Given request: Retype the rows below exactly, starting with the line that contains "Return one point per instance of the toy animal eye, each" and continuing through the last row.

Stored entries:

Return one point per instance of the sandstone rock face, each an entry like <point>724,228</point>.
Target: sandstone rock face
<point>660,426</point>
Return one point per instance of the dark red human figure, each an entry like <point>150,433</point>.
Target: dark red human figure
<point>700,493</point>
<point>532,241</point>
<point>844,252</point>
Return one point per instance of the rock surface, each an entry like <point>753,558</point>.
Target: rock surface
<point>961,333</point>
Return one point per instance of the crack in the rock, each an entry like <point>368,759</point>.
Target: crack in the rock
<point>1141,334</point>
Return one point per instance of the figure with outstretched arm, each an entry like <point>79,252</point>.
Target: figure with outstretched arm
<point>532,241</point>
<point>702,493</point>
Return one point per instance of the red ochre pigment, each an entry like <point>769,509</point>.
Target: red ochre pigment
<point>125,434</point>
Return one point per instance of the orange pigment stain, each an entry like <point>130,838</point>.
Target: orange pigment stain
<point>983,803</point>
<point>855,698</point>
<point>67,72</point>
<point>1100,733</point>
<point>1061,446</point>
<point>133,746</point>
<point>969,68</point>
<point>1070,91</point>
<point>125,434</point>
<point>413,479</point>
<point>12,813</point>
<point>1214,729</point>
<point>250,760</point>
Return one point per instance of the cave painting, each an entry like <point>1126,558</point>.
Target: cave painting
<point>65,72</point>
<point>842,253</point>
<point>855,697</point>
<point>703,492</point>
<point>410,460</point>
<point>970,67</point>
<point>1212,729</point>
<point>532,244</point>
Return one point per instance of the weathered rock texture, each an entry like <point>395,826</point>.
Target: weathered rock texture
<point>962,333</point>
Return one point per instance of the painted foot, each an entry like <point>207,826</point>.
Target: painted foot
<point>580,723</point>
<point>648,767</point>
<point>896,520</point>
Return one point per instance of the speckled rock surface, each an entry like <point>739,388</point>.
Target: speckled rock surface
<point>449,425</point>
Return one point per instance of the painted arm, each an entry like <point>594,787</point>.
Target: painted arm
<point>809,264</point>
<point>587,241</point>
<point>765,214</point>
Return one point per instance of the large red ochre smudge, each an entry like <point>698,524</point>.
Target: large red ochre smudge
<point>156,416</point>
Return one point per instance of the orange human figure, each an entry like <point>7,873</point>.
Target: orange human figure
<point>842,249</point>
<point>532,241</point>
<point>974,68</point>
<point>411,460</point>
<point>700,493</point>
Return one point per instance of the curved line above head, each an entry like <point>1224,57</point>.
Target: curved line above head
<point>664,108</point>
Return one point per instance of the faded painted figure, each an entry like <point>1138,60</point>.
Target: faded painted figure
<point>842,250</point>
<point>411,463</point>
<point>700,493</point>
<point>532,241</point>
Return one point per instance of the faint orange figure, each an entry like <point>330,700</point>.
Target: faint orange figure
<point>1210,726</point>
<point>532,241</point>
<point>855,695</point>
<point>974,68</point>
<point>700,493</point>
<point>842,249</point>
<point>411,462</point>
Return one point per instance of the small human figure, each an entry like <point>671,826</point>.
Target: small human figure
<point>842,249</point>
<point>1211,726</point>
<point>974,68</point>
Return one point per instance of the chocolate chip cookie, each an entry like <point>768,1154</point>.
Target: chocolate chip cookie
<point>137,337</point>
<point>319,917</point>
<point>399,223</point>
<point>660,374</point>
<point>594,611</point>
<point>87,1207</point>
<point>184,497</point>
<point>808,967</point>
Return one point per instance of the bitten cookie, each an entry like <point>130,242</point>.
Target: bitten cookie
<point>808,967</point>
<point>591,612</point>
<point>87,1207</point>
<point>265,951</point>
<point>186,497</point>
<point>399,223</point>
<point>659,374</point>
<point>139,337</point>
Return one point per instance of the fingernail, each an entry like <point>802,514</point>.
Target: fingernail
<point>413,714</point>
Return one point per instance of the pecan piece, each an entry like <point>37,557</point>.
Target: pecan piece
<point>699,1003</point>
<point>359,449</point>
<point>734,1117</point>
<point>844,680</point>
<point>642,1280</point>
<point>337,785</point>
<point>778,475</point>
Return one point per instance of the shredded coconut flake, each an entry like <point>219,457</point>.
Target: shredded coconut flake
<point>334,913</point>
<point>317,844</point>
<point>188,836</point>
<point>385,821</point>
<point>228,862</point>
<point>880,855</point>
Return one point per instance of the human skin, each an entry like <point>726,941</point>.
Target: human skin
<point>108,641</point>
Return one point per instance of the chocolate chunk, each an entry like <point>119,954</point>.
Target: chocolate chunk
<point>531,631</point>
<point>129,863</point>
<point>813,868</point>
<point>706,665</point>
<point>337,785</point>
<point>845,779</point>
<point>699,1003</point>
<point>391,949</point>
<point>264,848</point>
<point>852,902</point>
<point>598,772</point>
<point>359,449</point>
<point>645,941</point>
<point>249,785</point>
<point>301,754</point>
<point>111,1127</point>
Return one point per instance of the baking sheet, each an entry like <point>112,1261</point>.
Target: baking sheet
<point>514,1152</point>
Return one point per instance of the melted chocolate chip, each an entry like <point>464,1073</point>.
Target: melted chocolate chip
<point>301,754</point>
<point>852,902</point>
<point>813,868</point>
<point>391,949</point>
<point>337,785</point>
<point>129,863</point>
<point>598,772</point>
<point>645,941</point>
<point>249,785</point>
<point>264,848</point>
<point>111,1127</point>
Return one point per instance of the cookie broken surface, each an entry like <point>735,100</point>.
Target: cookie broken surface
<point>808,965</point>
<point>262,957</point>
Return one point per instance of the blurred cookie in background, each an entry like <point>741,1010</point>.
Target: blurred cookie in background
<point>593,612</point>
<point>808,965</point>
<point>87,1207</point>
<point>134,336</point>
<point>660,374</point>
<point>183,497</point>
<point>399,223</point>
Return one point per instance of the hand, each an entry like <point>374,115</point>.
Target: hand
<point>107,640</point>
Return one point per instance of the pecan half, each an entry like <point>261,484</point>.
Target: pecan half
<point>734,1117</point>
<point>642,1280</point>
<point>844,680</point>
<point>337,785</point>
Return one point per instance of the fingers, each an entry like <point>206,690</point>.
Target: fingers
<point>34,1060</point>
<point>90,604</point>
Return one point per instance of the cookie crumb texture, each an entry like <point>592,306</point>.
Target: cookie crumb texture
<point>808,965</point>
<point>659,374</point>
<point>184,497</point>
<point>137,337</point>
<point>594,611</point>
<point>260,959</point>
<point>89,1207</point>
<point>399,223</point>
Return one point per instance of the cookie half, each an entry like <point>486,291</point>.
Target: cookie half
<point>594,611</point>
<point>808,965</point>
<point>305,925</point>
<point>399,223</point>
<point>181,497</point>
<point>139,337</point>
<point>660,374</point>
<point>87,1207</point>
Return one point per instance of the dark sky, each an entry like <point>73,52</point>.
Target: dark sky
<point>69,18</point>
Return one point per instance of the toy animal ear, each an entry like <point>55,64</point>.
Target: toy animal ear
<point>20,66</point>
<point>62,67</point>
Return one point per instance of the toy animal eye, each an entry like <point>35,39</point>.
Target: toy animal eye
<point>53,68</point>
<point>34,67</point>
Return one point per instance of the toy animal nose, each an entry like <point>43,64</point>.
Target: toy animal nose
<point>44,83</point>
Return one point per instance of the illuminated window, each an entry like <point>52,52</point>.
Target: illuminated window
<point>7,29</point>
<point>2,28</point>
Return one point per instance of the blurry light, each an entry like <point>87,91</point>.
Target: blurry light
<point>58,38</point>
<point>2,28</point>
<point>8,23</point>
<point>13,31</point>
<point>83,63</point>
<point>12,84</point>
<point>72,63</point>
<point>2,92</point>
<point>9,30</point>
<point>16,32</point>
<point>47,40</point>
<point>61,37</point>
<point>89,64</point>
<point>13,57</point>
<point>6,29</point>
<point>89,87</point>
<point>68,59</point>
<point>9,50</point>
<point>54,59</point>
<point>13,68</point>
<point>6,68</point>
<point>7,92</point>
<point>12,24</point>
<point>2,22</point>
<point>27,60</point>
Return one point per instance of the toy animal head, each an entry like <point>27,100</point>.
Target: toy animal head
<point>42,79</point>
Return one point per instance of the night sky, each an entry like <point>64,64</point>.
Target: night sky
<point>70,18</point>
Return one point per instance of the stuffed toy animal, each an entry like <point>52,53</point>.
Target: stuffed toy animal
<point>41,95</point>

Exercise answer:
Return one point per instance of the toy animal eye, each an entry like <point>35,39</point>.
Target: toy animal eye
<point>53,68</point>
<point>34,67</point>
Return one point per instance of the toy animal nose, each an entry like <point>43,64</point>.
Target: toy animal nose
<point>44,83</point>
Return one point per instance of the illuminated window, each an entry like <point>52,52</point>.
Target: illuminated window
<point>7,29</point>
<point>2,28</point>
Return one point per instance of the blurry light, each an entry like <point>87,91</point>.
Target: blurry light
<point>58,38</point>
<point>2,28</point>
<point>8,23</point>
<point>13,31</point>
<point>83,63</point>
<point>12,84</point>
<point>72,63</point>
<point>2,92</point>
<point>9,30</point>
<point>16,32</point>
<point>47,40</point>
<point>61,37</point>
<point>89,64</point>
<point>13,57</point>
<point>6,29</point>
<point>89,87</point>
<point>68,59</point>
<point>9,50</point>
<point>54,59</point>
<point>13,68</point>
<point>6,68</point>
<point>7,92</point>
<point>12,24</point>
<point>2,22</point>
<point>27,60</point>
Return one point per instance of the toy animal head, each an entry like <point>27,100</point>.
Target: toy animal head
<point>42,79</point>
Return one point per instance of the night sky, each an entry like <point>64,64</point>.
Target: night sky
<point>70,18</point>
Return one point per instance of the stuffed toy animal, each an entry like <point>52,53</point>.
Target: stuffed toy animal
<point>41,95</point>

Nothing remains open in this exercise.